I showed Him how many doughnuts I ate, how I hid inside my bed and how my mind froze every time my special child struggled. I cried with frustration about how often these crises would make me shut down, unable to work or even get out of the house.  He told me He had not given me a spirit of fear but of power, of love and a sound mind. He said I had the power to overcome these urges to shut down, that I needed to practice what I knew, and keep getting up every time I fell. He would order my steps. His grace was abounding.

I told Him that I was lonely and that it was exhausting to constantly explain myself and my dilemmas. The shaming for my perceived failures and the lack of understanding pierced my heart. He wondered why I could not call on my truest friend, my guide and counsellor the Holy Spirit. When had I ever called for Him and He had not turned up? Why did I need other people to understand me when I was walking in obedience to My Creator?

When I said that I was paralyzed with anxiety about our future, He smiled. I know the plans I have for you. Why don’t you ask me what they are? Do you really think I am interested in your failure or lack, why would I be? You need to calm down and see Me as I am. Your Lord is the Prince of Peace, ask Him for peace and He will give it to you.

And so I did.

Task
Extend the account of bringing fears and struggles to God in prayer, picking up after its final line.

Entries supplied
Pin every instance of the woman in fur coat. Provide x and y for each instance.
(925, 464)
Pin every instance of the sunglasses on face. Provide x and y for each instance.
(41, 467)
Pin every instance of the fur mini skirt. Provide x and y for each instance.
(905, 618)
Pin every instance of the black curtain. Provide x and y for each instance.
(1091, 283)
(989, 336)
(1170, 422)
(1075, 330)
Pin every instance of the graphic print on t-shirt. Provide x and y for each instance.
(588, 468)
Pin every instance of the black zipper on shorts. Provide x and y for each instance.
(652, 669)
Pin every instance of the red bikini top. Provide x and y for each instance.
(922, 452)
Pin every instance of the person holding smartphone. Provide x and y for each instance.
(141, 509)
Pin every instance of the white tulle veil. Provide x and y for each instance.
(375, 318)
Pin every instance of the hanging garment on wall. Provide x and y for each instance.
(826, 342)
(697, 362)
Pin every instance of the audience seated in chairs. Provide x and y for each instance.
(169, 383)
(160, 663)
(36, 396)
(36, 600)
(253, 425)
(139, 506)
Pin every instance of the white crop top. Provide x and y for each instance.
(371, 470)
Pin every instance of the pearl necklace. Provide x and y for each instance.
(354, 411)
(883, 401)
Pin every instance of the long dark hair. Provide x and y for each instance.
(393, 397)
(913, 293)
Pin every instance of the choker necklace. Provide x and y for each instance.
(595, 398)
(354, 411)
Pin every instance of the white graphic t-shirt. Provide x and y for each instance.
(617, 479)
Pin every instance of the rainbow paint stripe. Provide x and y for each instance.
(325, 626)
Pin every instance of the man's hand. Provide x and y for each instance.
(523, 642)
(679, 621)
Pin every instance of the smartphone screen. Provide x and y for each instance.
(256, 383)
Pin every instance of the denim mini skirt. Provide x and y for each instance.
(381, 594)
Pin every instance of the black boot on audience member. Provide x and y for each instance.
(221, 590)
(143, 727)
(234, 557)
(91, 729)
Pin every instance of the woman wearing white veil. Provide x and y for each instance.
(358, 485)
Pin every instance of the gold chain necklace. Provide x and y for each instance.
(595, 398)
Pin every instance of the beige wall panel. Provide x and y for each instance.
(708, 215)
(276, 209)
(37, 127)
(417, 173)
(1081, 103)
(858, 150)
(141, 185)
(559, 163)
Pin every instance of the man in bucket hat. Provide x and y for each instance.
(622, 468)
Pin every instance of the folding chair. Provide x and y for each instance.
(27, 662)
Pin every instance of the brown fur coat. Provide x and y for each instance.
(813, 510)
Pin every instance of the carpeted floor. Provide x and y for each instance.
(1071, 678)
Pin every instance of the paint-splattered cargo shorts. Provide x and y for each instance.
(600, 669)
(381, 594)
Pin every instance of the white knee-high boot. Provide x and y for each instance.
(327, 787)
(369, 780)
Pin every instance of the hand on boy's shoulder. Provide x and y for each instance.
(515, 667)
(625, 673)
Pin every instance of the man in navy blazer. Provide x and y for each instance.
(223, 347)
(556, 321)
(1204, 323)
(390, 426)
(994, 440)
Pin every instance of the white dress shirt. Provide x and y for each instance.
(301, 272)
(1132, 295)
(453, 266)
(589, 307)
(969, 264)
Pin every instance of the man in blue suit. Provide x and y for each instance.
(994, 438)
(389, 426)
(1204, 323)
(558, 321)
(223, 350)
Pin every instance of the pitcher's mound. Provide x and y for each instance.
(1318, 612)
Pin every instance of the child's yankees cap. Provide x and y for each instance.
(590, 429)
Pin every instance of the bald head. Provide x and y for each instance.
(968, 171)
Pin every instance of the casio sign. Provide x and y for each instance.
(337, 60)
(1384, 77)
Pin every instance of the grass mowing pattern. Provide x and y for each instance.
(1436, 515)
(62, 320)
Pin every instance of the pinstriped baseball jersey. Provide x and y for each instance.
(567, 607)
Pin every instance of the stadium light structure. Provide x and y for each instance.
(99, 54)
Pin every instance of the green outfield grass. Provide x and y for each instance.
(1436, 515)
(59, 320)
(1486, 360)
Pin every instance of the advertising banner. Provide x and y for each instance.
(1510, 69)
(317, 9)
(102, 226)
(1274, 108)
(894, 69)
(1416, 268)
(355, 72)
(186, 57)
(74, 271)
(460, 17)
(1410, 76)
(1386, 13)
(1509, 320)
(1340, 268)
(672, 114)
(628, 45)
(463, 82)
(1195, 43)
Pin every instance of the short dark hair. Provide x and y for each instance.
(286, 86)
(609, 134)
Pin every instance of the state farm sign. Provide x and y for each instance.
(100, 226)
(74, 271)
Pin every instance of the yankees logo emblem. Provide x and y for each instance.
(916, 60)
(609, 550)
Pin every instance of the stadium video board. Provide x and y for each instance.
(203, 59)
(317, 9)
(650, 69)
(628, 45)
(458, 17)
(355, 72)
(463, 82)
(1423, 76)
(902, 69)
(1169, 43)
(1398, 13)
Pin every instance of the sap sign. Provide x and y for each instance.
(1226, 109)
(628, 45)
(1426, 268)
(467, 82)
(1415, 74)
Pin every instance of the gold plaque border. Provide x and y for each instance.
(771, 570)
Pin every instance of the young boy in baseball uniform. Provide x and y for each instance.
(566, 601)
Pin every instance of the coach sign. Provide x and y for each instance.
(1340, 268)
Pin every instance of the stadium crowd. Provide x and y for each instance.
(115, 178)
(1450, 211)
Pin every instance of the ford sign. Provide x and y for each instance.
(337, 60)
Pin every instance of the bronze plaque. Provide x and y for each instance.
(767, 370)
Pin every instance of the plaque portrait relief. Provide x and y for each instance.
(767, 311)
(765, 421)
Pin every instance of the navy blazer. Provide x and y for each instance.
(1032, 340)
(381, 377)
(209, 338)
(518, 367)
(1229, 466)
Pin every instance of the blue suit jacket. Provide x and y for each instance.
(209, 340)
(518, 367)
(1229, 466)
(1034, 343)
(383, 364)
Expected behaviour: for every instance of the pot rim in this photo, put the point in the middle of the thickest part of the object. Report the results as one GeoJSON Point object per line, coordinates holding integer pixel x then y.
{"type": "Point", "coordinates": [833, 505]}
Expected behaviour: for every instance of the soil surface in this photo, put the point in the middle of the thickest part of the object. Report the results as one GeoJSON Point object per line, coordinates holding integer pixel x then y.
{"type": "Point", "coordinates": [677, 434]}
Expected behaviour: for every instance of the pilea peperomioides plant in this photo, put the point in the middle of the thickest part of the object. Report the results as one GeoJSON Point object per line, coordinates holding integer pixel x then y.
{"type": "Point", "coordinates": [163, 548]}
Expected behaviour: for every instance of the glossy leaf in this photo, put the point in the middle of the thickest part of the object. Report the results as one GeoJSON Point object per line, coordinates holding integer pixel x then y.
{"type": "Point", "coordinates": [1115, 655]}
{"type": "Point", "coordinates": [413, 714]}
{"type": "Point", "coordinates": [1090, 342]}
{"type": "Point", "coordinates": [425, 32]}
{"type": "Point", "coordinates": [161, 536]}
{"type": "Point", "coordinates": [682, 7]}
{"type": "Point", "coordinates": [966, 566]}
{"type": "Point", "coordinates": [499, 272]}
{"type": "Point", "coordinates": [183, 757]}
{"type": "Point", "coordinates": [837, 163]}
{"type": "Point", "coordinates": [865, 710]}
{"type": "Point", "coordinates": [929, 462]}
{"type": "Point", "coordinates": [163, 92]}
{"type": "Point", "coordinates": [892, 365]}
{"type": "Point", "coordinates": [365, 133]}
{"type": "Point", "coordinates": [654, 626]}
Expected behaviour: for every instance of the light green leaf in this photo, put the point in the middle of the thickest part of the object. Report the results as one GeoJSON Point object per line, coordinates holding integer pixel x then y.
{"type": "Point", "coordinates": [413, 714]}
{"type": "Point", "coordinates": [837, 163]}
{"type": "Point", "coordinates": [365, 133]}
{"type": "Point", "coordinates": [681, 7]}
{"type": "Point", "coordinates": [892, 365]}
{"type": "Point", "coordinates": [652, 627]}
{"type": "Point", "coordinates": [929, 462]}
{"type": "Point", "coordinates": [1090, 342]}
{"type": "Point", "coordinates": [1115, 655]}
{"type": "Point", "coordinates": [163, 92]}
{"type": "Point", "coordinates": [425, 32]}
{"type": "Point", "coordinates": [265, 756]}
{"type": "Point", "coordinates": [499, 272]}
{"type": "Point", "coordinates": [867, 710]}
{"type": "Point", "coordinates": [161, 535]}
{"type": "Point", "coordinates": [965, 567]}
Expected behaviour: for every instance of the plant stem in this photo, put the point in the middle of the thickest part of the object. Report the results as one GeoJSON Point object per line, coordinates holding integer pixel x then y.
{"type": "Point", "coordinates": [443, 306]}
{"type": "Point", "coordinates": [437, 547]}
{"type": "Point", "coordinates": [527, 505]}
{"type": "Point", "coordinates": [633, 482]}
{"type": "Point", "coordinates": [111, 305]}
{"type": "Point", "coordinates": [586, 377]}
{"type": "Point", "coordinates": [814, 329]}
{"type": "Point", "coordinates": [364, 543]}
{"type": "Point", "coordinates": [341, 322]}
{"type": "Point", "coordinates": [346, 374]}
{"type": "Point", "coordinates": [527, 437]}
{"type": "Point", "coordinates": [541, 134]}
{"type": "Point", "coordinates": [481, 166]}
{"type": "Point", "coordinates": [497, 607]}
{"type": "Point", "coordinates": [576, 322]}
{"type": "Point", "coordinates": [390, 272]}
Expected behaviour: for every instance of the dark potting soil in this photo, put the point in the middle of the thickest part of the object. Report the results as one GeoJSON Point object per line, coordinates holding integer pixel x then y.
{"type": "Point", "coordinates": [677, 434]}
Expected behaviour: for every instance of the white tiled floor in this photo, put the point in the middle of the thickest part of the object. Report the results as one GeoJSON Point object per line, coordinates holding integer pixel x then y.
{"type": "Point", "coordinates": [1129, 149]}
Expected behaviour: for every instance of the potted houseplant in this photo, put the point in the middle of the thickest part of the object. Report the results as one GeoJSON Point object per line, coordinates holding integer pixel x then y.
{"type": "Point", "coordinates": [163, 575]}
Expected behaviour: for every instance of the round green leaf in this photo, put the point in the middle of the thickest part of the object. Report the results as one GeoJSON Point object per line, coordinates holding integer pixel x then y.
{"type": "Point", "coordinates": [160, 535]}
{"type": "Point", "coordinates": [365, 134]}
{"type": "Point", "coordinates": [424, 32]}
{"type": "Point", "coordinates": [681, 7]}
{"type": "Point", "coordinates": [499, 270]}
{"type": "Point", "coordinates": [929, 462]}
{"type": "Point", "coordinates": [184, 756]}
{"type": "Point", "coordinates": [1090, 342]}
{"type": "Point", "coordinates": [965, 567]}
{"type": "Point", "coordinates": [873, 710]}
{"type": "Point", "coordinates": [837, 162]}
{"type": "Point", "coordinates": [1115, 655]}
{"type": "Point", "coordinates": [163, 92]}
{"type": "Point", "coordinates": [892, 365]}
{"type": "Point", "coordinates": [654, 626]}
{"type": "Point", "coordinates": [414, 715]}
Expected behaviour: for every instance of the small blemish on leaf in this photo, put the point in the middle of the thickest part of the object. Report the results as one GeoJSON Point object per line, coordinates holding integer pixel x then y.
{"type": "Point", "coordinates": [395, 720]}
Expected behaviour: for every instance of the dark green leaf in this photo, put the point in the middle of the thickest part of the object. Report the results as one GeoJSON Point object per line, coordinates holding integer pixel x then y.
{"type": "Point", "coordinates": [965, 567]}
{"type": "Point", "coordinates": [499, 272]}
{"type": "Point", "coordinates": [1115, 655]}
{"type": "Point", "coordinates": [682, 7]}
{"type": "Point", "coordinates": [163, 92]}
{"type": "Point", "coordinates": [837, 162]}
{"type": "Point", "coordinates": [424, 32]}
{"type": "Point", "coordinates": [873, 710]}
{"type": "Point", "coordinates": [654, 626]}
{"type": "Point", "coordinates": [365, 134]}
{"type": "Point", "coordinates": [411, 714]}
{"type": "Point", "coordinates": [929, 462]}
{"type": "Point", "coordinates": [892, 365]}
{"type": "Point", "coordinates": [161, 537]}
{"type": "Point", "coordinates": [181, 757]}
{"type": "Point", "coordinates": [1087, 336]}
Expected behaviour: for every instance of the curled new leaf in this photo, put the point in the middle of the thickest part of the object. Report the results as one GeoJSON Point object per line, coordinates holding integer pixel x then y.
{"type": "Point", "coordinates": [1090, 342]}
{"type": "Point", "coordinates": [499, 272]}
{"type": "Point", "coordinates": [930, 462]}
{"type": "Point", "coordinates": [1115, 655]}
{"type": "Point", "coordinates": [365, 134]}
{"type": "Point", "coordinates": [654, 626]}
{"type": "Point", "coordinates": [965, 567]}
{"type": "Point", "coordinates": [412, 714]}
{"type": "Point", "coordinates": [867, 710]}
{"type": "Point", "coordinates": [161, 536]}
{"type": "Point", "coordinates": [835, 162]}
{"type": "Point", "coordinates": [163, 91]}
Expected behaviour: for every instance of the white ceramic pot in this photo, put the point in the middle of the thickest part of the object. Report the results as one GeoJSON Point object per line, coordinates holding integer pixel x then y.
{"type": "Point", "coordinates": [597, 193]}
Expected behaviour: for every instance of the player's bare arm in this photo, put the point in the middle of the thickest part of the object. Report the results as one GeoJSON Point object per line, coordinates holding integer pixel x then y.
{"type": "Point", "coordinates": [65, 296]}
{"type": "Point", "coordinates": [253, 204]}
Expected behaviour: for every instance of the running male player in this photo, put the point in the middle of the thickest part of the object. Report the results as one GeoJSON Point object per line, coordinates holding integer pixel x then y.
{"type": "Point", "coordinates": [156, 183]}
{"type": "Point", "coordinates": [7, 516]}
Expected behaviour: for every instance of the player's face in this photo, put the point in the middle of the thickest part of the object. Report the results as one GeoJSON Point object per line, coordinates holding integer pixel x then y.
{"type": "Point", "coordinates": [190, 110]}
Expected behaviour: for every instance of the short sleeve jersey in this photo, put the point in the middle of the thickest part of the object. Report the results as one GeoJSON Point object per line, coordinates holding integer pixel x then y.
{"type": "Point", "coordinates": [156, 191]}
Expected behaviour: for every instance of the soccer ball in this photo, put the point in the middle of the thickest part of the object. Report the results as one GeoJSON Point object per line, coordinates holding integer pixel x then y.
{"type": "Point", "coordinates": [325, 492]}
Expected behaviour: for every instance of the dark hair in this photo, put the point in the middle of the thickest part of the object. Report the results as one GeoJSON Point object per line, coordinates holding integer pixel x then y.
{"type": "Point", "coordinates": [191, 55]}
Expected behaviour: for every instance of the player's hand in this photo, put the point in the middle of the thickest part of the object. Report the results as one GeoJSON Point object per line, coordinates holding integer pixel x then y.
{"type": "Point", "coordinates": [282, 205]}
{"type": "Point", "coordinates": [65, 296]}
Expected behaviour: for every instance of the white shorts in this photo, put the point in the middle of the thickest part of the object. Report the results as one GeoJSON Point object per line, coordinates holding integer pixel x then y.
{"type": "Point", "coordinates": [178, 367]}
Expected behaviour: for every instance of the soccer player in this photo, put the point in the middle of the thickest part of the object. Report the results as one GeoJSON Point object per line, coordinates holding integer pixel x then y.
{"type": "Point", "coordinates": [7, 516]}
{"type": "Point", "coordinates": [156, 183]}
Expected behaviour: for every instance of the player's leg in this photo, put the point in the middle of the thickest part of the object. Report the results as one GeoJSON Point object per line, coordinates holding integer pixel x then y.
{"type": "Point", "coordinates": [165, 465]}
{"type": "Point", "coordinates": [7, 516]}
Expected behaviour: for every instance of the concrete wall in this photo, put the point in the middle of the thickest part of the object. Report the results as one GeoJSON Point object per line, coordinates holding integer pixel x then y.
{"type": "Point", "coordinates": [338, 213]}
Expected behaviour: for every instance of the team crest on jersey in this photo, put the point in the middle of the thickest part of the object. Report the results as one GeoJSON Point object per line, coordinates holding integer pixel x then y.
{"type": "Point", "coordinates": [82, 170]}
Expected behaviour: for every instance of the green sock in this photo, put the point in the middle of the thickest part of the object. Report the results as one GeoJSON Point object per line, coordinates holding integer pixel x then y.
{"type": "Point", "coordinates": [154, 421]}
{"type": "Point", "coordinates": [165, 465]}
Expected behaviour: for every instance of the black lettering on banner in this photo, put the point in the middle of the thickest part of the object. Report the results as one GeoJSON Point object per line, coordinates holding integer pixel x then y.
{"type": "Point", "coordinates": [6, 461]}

Answer to this exercise
And it changed the game completely. I don’t need to carry out any feats of sacrificial stoicism to care for my children as a single parent, and especially to raise my special child. It does not matter how long it will take for respite to come or if it will come at all; there is no limit to how much good I can hope for, nor how much trouble I can handle.

I have been given peace, the kind that passes understanding. That sees me draw on abundant reserves of kindness and forbearance in the face of my child’s challenging behavior. That gives me the grace to offer the chance for another do-over no matter how many times my little one repeats the same mistake. The peace that allows me to stay loving, and keep no record of the times I am the target of her internal pain and deep, deep fear. The peace to not take things personally and go down the path of self-pity when our communication is riddled with misunderstanding. The peace that allows me to sense when she is seeking connection rather than lash out at her misguided attempts to get attention.

The peace to forgive myself when I fail her, when I fail all my children on this journey of learning. The peace to play the long game, knowing that until I leave this earth, everyday is one more chance to practice parenting with connection.

I now have the kind of peace that fills me with patience instead of foreboding about how long I can give my child the kind of support she needs. The peace that creates scaffolding to hold space for her until she masters a skill she needs to learn and not think of what she should be able to do at her age. The peace that has me waiting on the Lord because whatever circumstances I face, they too shall pass.

The Prince of Peace gives me the ability to breathe, to really breathe and be still. So I can tune out the noise and hear the quiet counsel of the Holy Spirit. So that I can raise my special child in the way God wants me to.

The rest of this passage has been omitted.